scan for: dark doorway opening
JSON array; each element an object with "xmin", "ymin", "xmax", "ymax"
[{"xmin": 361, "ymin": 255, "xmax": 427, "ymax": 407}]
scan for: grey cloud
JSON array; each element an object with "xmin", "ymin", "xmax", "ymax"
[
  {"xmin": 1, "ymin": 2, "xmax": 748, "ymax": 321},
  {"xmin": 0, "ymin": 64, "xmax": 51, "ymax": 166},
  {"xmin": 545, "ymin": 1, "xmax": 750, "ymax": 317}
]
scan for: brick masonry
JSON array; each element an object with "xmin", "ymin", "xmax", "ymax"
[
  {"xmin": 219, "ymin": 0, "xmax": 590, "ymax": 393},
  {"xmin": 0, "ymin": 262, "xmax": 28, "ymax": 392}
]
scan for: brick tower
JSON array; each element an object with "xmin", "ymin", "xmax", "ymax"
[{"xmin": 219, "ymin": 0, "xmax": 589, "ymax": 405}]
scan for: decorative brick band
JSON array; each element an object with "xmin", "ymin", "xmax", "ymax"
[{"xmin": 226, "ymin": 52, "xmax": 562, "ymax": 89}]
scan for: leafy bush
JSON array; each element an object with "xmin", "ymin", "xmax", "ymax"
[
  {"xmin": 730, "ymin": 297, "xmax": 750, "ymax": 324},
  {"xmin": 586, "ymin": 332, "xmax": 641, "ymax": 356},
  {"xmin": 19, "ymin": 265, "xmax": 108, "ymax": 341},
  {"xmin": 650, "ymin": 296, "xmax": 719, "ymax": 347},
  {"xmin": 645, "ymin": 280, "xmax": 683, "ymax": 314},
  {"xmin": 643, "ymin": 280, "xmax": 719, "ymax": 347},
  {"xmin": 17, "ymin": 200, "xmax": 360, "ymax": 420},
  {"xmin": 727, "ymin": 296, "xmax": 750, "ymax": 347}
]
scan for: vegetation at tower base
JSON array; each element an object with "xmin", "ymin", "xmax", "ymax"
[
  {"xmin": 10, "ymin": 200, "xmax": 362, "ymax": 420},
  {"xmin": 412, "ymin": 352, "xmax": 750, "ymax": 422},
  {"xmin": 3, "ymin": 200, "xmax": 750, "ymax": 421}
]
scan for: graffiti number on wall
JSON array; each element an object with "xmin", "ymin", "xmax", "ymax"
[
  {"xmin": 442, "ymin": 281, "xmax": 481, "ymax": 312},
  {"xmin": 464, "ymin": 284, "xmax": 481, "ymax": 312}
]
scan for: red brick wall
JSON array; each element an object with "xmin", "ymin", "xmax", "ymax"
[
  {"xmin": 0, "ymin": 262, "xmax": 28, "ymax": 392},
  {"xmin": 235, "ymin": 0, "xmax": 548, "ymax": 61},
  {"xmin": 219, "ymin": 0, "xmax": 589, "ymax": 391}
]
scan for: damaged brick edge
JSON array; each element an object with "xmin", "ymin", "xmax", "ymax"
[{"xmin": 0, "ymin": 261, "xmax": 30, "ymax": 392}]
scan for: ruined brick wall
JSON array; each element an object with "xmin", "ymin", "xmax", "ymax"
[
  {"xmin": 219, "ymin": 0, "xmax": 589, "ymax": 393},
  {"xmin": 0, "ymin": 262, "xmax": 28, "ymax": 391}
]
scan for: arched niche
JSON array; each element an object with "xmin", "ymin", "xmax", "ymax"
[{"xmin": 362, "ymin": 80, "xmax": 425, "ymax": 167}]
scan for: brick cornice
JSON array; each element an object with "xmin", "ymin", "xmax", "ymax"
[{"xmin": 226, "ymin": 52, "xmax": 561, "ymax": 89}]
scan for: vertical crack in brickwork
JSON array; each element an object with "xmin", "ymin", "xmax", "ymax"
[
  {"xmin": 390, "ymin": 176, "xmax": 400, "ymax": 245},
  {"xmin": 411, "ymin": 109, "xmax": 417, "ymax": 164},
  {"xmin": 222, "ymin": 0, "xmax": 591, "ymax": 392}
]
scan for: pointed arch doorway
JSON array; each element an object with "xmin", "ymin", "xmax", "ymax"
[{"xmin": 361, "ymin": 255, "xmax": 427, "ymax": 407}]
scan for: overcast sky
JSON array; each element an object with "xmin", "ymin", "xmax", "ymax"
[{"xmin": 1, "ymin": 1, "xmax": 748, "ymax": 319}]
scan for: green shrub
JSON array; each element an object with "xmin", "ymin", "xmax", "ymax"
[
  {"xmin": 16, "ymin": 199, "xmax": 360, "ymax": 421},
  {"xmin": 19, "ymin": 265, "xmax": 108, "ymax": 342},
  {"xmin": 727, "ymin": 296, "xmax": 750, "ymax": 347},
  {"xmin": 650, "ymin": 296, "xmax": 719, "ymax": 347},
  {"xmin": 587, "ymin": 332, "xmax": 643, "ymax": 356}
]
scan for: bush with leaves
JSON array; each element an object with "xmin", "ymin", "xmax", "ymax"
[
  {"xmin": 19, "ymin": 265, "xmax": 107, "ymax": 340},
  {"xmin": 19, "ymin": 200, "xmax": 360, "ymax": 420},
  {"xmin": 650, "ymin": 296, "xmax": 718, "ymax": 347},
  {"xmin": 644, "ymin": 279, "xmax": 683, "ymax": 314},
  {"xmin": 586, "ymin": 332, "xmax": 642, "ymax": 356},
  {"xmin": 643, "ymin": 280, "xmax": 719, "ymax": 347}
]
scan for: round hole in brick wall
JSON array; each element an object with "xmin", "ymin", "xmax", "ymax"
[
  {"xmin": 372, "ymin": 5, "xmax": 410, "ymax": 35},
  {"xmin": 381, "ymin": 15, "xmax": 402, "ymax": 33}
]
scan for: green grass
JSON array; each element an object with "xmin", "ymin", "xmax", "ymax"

EXERCISE DETAILS:
Exactly as written, copy out all the entries above.

SOLVED EXERCISE:
scan for: dark doorway opening
JSON array; each element an object with "xmin", "ymin", "xmax", "ymax"
[{"xmin": 361, "ymin": 255, "xmax": 427, "ymax": 407}]
scan for: grey cloud
JSON array; each element an object with "xmin", "ymin", "xmax", "ymax"
[
  {"xmin": 1, "ymin": 2, "xmax": 748, "ymax": 321},
  {"xmin": 0, "ymin": 64, "xmax": 51, "ymax": 166},
  {"xmin": 545, "ymin": 1, "xmax": 750, "ymax": 317}
]
scan for: brick masonry
JSON array; each element an object with "xmin", "ymin", "xmax", "ymax"
[
  {"xmin": 219, "ymin": 0, "xmax": 590, "ymax": 393},
  {"xmin": 0, "ymin": 262, "xmax": 28, "ymax": 392}
]
scan for: brick tower
JSON array; each element an object with "xmin", "ymin", "xmax", "ymax"
[{"xmin": 219, "ymin": 0, "xmax": 589, "ymax": 405}]
scan for: decorative brick band
JSON array; each element an object with "xmin", "ymin", "xmax", "ymax"
[{"xmin": 226, "ymin": 52, "xmax": 562, "ymax": 89}]
scan for: leafy bush
JSON array; each element an object with "xmin", "ymin", "xmax", "ymax"
[
  {"xmin": 730, "ymin": 297, "xmax": 750, "ymax": 324},
  {"xmin": 586, "ymin": 332, "xmax": 641, "ymax": 356},
  {"xmin": 19, "ymin": 265, "xmax": 108, "ymax": 341},
  {"xmin": 650, "ymin": 296, "xmax": 719, "ymax": 347},
  {"xmin": 645, "ymin": 280, "xmax": 683, "ymax": 314},
  {"xmin": 643, "ymin": 280, "xmax": 719, "ymax": 347},
  {"xmin": 17, "ymin": 200, "xmax": 360, "ymax": 420},
  {"xmin": 727, "ymin": 296, "xmax": 750, "ymax": 347}
]
scan for: vegetation at tower base
JSON array; each element an object with "xmin", "ymin", "xmax", "ymax"
[
  {"xmin": 10, "ymin": 200, "xmax": 362, "ymax": 420},
  {"xmin": 412, "ymin": 352, "xmax": 750, "ymax": 422},
  {"xmin": 3, "ymin": 200, "xmax": 750, "ymax": 421}
]
scan for: graffiti number on wall
JSON array; each element an object with "xmin", "ymin", "xmax", "ymax"
[
  {"xmin": 442, "ymin": 281, "xmax": 481, "ymax": 312},
  {"xmin": 464, "ymin": 284, "xmax": 481, "ymax": 312}
]
scan for: red brick wall
JSON array; each element an object with "xmin", "ymin", "xmax", "ymax"
[
  {"xmin": 0, "ymin": 262, "xmax": 28, "ymax": 392},
  {"xmin": 235, "ymin": 0, "xmax": 548, "ymax": 61},
  {"xmin": 219, "ymin": 0, "xmax": 589, "ymax": 391}
]
scan for: damaged brick edge
JSON array; each element an object with "xmin", "ymin", "xmax", "ymax"
[{"xmin": 0, "ymin": 261, "xmax": 30, "ymax": 392}]
scan for: ruined brick wall
JSON array; each element an object with "xmin", "ymin", "xmax", "ymax"
[
  {"xmin": 219, "ymin": 0, "xmax": 589, "ymax": 393},
  {"xmin": 0, "ymin": 262, "xmax": 28, "ymax": 391}
]
scan for: arched niche
JSON array; each element an object with "xmin", "ymin", "xmax", "ymax"
[{"xmin": 362, "ymin": 80, "xmax": 425, "ymax": 167}]
scan for: brick cornice
JSON array; each element an object with "xmin", "ymin", "xmax", "ymax"
[{"xmin": 226, "ymin": 52, "xmax": 561, "ymax": 89}]
scan for: vertical crack in brickwork
JSON array; each element an object with "xmin", "ymin", "xmax", "ymax"
[
  {"xmin": 390, "ymin": 176, "xmax": 400, "ymax": 245},
  {"xmin": 411, "ymin": 109, "xmax": 417, "ymax": 164},
  {"xmin": 222, "ymin": 0, "xmax": 591, "ymax": 392}
]
scan for: pointed arch doorway
JSON array; each element an object with "xmin", "ymin", "xmax", "ymax"
[{"xmin": 361, "ymin": 255, "xmax": 427, "ymax": 407}]
scan for: overcast sky
JSON array; each element an object with "xmin", "ymin", "xmax", "ymax"
[{"xmin": 1, "ymin": 1, "xmax": 748, "ymax": 319}]
scan for: green shrub
JSON array; each element an object with "xmin", "ymin", "xmax", "ymax"
[
  {"xmin": 16, "ymin": 199, "xmax": 360, "ymax": 421},
  {"xmin": 19, "ymin": 265, "xmax": 108, "ymax": 342},
  {"xmin": 727, "ymin": 296, "xmax": 750, "ymax": 347},
  {"xmin": 650, "ymin": 296, "xmax": 719, "ymax": 347},
  {"xmin": 587, "ymin": 332, "xmax": 643, "ymax": 356}
]
scan for: bush with leaves
JSON array; each element an object with "xmin", "ymin", "xmax", "ymax"
[
  {"xmin": 19, "ymin": 265, "xmax": 107, "ymax": 340},
  {"xmin": 19, "ymin": 200, "xmax": 360, "ymax": 420},
  {"xmin": 650, "ymin": 296, "xmax": 718, "ymax": 347},
  {"xmin": 644, "ymin": 279, "xmax": 683, "ymax": 314},
  {"xmin": 586, "ymin": 332, "xmax": 642, "ymax": 356},
  {"xmin": 643, "ymin": 280, "xmax": 719, "ymax": 347}
]
scan for: round hole in brick wall
JSON array; each element an object with "xmin", "ymin", "xmax", "ymax"
[
  {"xmin": 372, "ymin": 5, "xmax": 410, "ymax": 35},
  {"xmin": 381, "ymin": 15, "xmax": 402, "ymax": 33}
]
scan for: green grass
JSON array; each element an object with "xmin", "ymin", "xmax", "ymax"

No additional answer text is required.